-- start of Reading passage --

Respect real meaning of Memorial Day
Re: the May 23. article “Memorial Day events.”
I was surprised with the lack of respect our fallen heroes receive on Memorial Day.
Other than the American Legion, Amvets, the VFW, a few cemeteries and a University of Arizona event that was it.
I personally think it means more than grilling hamburgers and hot dogs.
These young men and women gave the ultimate for us to make this day a party out of what should have been a peaceful day of graditude for our fallen.
But for those that honored the day, thank you for remembering the real Memorial Day.
Teacher leaves a legacy of influence
Re: May 23 article “A half-century of advice: Swaim always there for Wildcat athletes.”
I would like to thank Greg Hansen for his well-written piece on Donna Swaim.
Donna has also been a living legend among her humanities students. She has taught thousands of us over the last 50 years the importance of humanities in our daily lives, and how the threads of our unique lives bond us together into a wonderful tapestry on this shared earth.
Somehow Donna has come to know each of her students individually in an effortless and magical way. You did not have to be a college basketball star to be important to Donna. Some of her most influential work was done within the prison system.
If Donna were to have a single legacy, it would be that every student she taught would count her as the finest and most influential teacher in their lives. She is still teaching me 35 years after taking her classes.
Student of Donna Swaim’s, Tucson
Underfunded CPS asked to do impossible
Re: the May 25 editorial “A clean slate on child welfare: Let’s get it right.”
The piece was right on target in saying the state legislature effectively failed “to protect and care for neglected and abused children.”
A severely underfunded Child Protective Services was asked to do the impossible. Cases assigned to workers were two-thirds above the national standards. Pay was stagnant, paperwork beyond burdensome; technology outdated or nonexistent. Already significantly overburdened, their funds were cut by nearly one-third during the recession, which shows you once again, when it comes to the poor and disadvantaged, Republican pols have little sympathy.
The blame for the thousands of uninvestigated cases lies not with the scapegoated CPS workers, but with the state Legislature, plain and simple.

-- end of Reading passage --
-- start of Dataset --

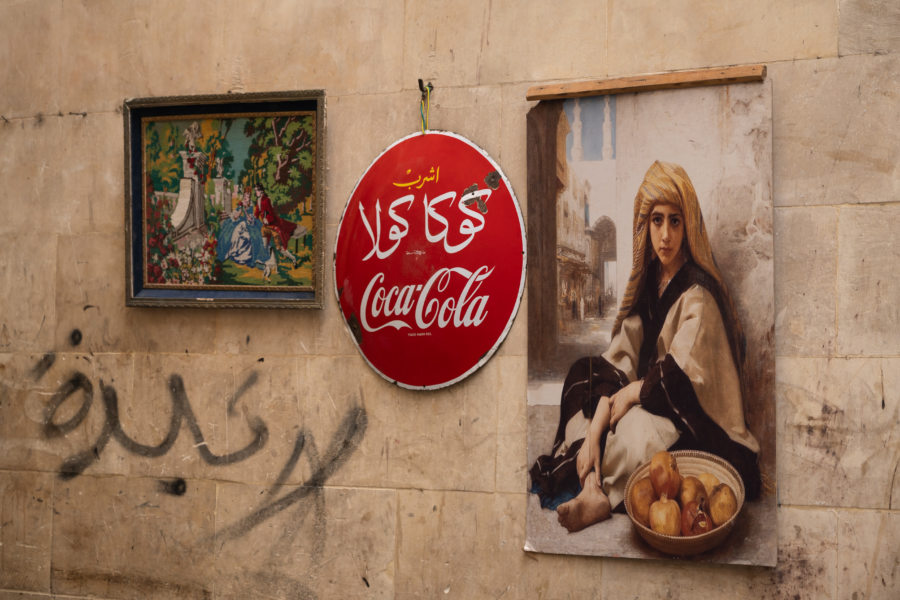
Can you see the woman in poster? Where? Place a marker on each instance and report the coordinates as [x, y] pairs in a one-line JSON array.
[[671, 377]]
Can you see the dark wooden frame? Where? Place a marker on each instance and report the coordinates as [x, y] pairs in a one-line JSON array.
[[138, 291]]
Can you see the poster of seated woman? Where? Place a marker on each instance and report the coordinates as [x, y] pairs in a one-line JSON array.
[[658, 210]]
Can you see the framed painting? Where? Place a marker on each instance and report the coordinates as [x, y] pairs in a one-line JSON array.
[[651, 285], [224, 200]]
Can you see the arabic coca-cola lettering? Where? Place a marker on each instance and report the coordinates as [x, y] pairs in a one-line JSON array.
[[430, 260]]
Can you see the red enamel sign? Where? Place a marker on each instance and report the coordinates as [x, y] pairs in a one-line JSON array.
[[429, 262]]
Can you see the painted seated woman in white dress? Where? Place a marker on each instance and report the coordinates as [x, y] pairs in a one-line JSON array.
[[671, 377]]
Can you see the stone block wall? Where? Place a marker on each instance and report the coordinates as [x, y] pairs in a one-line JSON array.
[[339, 484]]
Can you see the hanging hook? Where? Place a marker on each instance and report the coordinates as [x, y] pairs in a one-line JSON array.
[[425, 104], [425, 89]]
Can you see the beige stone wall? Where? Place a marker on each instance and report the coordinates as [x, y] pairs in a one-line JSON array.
[[426, 497]]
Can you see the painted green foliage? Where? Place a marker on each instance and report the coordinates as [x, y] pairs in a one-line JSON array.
[[281, 158]]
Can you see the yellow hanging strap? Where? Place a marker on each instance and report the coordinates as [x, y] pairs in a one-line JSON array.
[[425, 104]]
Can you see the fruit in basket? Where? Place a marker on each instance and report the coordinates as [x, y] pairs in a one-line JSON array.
[[664, 474], [665, 516], [694, 519], [642, 496], [722, 503], [710, 481], [692, 489]]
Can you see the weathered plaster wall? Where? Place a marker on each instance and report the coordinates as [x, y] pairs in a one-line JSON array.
[[412, 495]]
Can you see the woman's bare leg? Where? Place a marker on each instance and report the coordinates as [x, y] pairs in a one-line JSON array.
[[590, 506]]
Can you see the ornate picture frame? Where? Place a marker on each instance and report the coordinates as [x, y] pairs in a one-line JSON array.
[[224, 200]]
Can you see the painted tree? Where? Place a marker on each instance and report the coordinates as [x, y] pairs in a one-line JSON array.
[[281, 158], [161, 145]]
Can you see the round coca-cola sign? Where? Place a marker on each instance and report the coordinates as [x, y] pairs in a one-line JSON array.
[[429, 262]]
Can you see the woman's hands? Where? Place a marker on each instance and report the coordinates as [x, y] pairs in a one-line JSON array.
[[622, 401]]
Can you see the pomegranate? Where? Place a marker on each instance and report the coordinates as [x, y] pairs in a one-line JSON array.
[[722, 504], [642, 496], [664, 474], [694, 519], [692, 489], [710, 481], [665, 516]]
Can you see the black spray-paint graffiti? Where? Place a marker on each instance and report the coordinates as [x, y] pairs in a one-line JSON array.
[[112, 426], [344, 441]]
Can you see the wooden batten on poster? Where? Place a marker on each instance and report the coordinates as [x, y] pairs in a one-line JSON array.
[[646, 83]]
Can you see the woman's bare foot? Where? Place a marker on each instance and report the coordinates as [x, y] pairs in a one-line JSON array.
[[590, 506]]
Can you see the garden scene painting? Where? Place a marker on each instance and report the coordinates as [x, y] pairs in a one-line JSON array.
[[229, 202]]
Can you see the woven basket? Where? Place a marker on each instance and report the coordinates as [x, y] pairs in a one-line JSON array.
[[690, 462]]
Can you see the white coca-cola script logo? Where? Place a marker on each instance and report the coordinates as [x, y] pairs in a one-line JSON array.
[[426, 304]]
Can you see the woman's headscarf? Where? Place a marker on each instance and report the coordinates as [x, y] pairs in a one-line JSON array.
[[668, 183]]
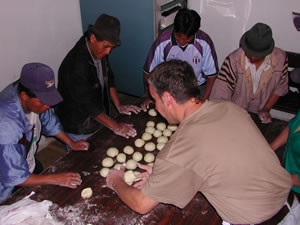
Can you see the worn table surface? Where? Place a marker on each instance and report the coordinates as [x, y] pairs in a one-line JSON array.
[[104, 207]]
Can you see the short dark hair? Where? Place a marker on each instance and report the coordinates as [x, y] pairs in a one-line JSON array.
[[176, 77], [187, 22], [29, 93]]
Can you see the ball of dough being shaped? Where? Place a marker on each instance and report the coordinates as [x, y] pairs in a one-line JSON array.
[[150, 146], [157, 133], [121, 158], [131, 164], [162, 139], [172, 127], [129, 177], [107, 162], [167, 132], [139, 142], [150, 123], [149, 157], [160, 146], [117, 166], [146, 136], [150, 130], [137, 156], [152, 112], [161, 126], [128, 150], [87, 193], [112, 152], [104, 172]]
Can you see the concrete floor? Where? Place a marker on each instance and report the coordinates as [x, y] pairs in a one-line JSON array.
[[54, 150]]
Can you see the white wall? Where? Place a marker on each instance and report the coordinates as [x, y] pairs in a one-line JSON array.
[[36, 30], [226, 20]]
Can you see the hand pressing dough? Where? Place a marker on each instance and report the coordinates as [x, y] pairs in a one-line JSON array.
[[139, 142], [137, 156], [121, 158], [150, 123], [149, 157], [128, 150], [160, 146], [172, 127], [107, 162], [157, 133], [162, 139], [161, 126], [150, 130], [87, 193], [112, 152], [146, 136], [104, 172], [131, 164], [152, 112], [167, 132], [150, 146]]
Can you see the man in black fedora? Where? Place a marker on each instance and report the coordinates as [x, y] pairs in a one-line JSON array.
[[255, 75], [86, 82]]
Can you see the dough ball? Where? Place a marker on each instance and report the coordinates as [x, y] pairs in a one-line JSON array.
[[150, 146], [150, 123], [131, 164], [107, 162], [167, 132], [139, 142], [162, 139], [129, 177], [121, 158], [104, 172], [149, 157], [157, 133], [137, 156], [160, 146], [87, 193], [161, 126], [128, 150], [146, 136], [152, 112], [172, 127], [112, 152], [150, 130], [117, 166]]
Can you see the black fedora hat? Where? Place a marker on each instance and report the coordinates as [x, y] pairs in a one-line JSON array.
[[258, 41]]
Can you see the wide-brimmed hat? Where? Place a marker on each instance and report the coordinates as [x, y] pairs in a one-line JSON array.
[[107, 28], [39, 78], [258, 41]]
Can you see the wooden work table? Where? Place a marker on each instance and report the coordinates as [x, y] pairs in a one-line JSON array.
[[104, 207]]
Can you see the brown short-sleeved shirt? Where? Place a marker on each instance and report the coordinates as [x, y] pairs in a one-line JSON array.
[[219, 151]]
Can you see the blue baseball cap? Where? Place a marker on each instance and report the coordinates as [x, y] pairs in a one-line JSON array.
[[39, 78]]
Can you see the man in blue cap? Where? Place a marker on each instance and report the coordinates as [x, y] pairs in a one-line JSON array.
[[25, 114], [255, 75]]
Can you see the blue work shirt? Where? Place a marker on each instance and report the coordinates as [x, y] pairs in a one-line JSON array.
[[14, 126]]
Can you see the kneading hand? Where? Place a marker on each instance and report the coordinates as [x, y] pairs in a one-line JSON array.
[[127, 109], [113, 176], [71, 180], [80, 145], [125, 130], [144, 175]]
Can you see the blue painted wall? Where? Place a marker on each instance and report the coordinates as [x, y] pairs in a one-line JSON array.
[[136, 17]]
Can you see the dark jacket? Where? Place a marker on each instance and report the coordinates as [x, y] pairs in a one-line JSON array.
[[81, 90]]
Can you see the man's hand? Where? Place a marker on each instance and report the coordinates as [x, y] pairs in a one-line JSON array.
[[114, 176], [125, 130], [80, 145], [128, 109], [145, 105], [144, 175]]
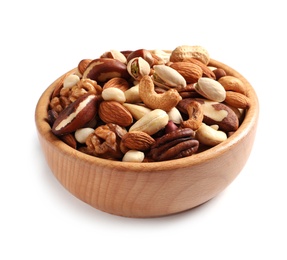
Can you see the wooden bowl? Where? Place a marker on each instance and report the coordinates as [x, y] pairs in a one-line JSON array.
[[148, 189]]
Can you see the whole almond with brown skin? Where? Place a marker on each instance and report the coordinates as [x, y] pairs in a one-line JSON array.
[[70, 140], [116, 113], [183, 52], [137, 140], [83, 64], [117, 82], [206, 72], [76, 115], [232, 83], [191, 72], [237, 100]]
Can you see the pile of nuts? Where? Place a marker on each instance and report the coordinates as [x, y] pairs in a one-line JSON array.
[[147, 105]]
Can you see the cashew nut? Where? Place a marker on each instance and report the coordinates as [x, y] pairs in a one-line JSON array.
[[115, 94], [151, 122], [133, 156], [209, 136], [195, 113], [165, 101]]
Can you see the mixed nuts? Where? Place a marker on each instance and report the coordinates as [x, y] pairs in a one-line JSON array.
[[146, 106]]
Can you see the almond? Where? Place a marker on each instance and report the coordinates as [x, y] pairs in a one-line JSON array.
[[206, 71], [116, 113], [137, 140], [237, 100], [233, 83], [191, 72]]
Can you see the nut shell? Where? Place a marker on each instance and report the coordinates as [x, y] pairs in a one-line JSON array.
[[76, 115]]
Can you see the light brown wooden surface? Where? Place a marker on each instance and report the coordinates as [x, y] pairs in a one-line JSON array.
[[148, 189]]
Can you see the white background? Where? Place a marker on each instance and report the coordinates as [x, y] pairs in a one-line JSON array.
[[41, 40]]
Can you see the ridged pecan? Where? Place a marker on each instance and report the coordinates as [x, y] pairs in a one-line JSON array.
[[176, 144]]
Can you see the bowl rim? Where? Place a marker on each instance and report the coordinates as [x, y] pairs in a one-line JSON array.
[[247, 125]]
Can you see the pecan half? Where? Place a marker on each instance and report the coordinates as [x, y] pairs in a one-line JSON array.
[[176, 144]]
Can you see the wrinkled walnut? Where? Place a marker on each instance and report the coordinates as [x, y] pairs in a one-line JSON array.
[[105, 141]]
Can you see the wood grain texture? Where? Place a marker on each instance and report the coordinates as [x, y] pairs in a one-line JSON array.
[[148, 189]]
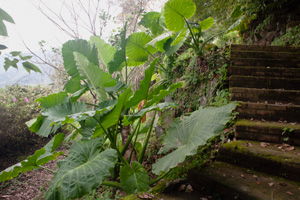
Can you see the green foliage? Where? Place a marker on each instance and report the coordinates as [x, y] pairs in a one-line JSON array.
[[86, 167], [185, 136], [290, 38]]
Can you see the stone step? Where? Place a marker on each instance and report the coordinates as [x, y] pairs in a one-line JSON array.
[[265, 62], [273, 132], [263, 48], [264, 71], [275, 159], [265, 55], [271, 96], [269, 112], [232, 182], [264, 82]]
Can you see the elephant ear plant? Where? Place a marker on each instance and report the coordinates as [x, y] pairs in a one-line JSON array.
[[100, 155]]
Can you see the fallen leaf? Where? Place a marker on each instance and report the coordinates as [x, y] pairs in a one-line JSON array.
[[270, 184], [291, 148], [146, 196], [264, 144], [189, 189], [248, 144], [282, 184]]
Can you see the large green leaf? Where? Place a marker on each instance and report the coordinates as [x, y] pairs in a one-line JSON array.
[[52, 99], [40, 157], [82, 171], [112, 117], [96, 76], [120, 56], [10, 63], [105, 51], [134, 178], [175, 13], [157, 96], [159, 107], [4, 16], [187, 135], [136, 48], [142, 92], [151, 20], [30, 67], [80, 46], [206, 24]]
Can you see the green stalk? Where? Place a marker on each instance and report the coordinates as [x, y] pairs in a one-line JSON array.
[[195, 41], [130, 138], [45, 168], [112, 184], [147, 140], [76, 128]]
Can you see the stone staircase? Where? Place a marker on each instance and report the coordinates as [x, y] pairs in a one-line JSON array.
[[264, 162]]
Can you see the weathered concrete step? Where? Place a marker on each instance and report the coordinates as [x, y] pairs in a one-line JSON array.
[[271, 96], [264, 82], [264, 71], [264, 48], [266, 62], [273, 132], [232, 182], [269, 159], [265, 55], [269, 112]]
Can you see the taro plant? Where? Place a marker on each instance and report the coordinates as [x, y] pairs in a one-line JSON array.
[[107, 129]]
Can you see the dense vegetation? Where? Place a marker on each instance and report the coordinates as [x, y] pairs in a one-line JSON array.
[[186, 55]]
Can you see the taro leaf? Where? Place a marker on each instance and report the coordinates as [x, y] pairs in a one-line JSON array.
[[151, 21], [8, 63], [157, 97], [134, 178], [159, 107], [96, 76], [73, 85], [52, 100], [65, 112], [182, 36], [120, 56], [187, 135], [142, 93], [136, 48], [160, 38], [82, 171], [82, 47], [79, 93], [29, 66], [42, 126], [4, 16], [175, 13], [40, 157], [105, 51], [206, 24], [112, 117]]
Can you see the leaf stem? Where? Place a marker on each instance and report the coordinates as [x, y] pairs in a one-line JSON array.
[[112, 184], [45, 168], [147, 140]]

-- end of Dataset --

- _Exercise requirements_:
1/ Reproduce the passage from the letters to the editor, starting at "Respect real meaning" and ending at "on Donna Swaim.".
2/ According to the letters to the editor, how far above national standards were the caseloads assigned to Child Protective Services workers?

- _Answers provided_:
1/
Respect real meaning of Memorial Day
Re: the May 23. article “Memorial Day events.”
I was surprised with the lack of respect our fallen heroes receive on Memorial Day.
Other than the American Legion, Amvets, the VFW, a few cemeteries and a University of Arizona event that was it.
I personally think it means more than grilling hamburgers and hot dogs.
These young men and women gave the ultimate for us to make this day a party out of what should have been a peaceful day of graditude for our fallen.
But for those that honored the day, thank you for remembering the real Memorial Day.
Teacher leaves a legacy of influence
Re: May 23 article “A half-century of advice: Swaim always there for Wildcat athletes.”
I would like to thank Greg Hansen for his well-written piece on Donna Swaim.

2/ They were two-thirds above the national standards.